Your objective:
Please extend the passage on how the SMR unit produces and purifies hydrogen, beginning right after its final sentence.

Text extract:
=====
SMRs produce hydrogen by reacting superheated steam with a source of light hydrocarbons in
the presence of a nickel catalyst where most of the hydrocarbon is converted to CO2 and H2.
Carbon monoxide (CO) is produced as a reaction byproduct. CO and H2O are converted to CO2
and H2 in the hot shift reactor, which contains a catalyst.
The hydrogen is then purified by separating it from the other gases in the PSA vessels; these
vessels contain an adsorbent that collects all gases except hydrogen, which passes through.
Periodically, the gases collected on the adsorbent are removed. This material is known as PSA
residue and is burned as fuel in the SMR furnace. The high purity hydrogen exiting the PSA
vessels is then compressed and distributed for use within the refinery.
Sulfur is harmful to the catalyst used to synthesize hydrogen. To prevent catalyst degradation,
the unit will be equipped with chloride and sulfur guard beds. The chloride guard bed would
contain activated alumina. The sulfur guard beds would contain a catalyst where sulfur species
would be converted to hydrogen sulfide (H2S) and zinc oxide (ZnO) beds, which would adsorb
the H2S. The unit would be equipped with a ZnO bed. The guard bed will reduce the sulfur
content of the natural gas feed to the SMR to less than one tenth of one part per million by
volume. As a result, the PSA residue used as fuel will have extremely low sulfur content.
=====
Available data:
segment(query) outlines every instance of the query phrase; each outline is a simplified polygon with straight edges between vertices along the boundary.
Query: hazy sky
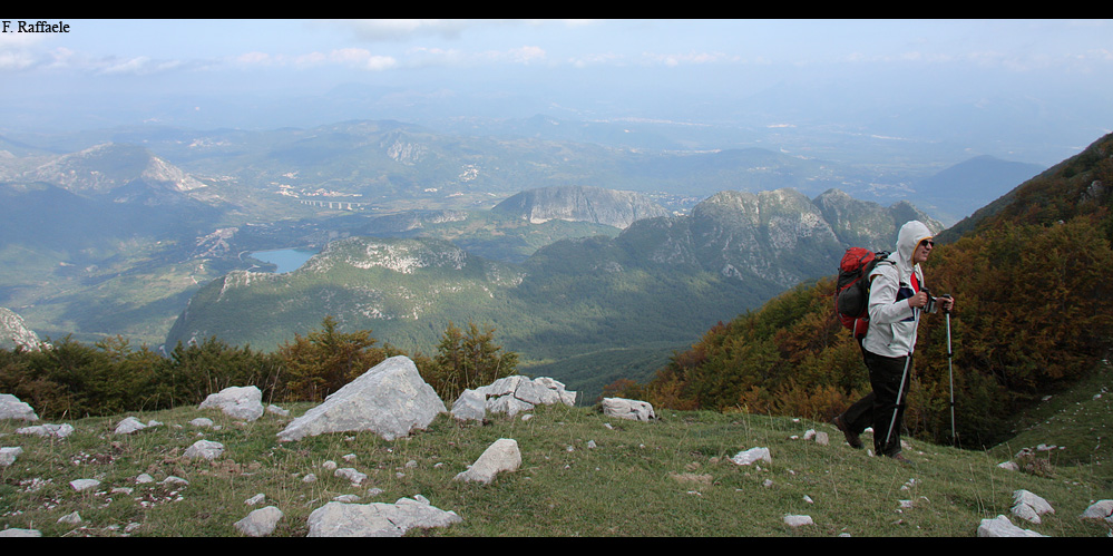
=====
Expected answer:
The SMR furnace would be top-fired, downward-flow and co-current configuration. It would
have a heat input capacity of 430 MMBtu/hour (HHV) during normal operations and a maximum
heat input capacity of 496 MMBtu/hour. The furnace would be fired by pipeline grade natural
gas and PSA residue. Approximately, 90% of the heat input to the furnace would be from PSA
residue and 10% from natural gas. Refinery fuel gas from the existing fuel gas mix drum would
not be used.3 The majority of sulfur emissions would be because of natural gas combustion.
The furnace will be equipped with ULNBs and a selective catalytic reduction unit (SCR) with
aqueous ammonia injection system will be used to control NOX emissions from the SMR
furnace. Ammonia for the SCR would be supplied from the existing aqueous ammonia storage
tank that serves #6 and #7 Boilers.
The new Hydrogen Plant would produce steam to support the reforming reaction and for export
for use elsewhere in the refinery. Approximately 140 KPPH (thousand pounds per hour) of
steam would be exported to the refinery. Thus, the Clean Fuels Project would be a net producer
of steam and would reduce utilization of the refinery’s existing steam generating units.
However, no emission netting credit is taken for emission reductions from the boilers.
3
PSA reject gas or ―residue‖ would be regulated as ―refinery fuel gas‖ under NSPS Subpart Ja. A SO 2 CEMS could
also be installed on the stack to demonstrate compliance.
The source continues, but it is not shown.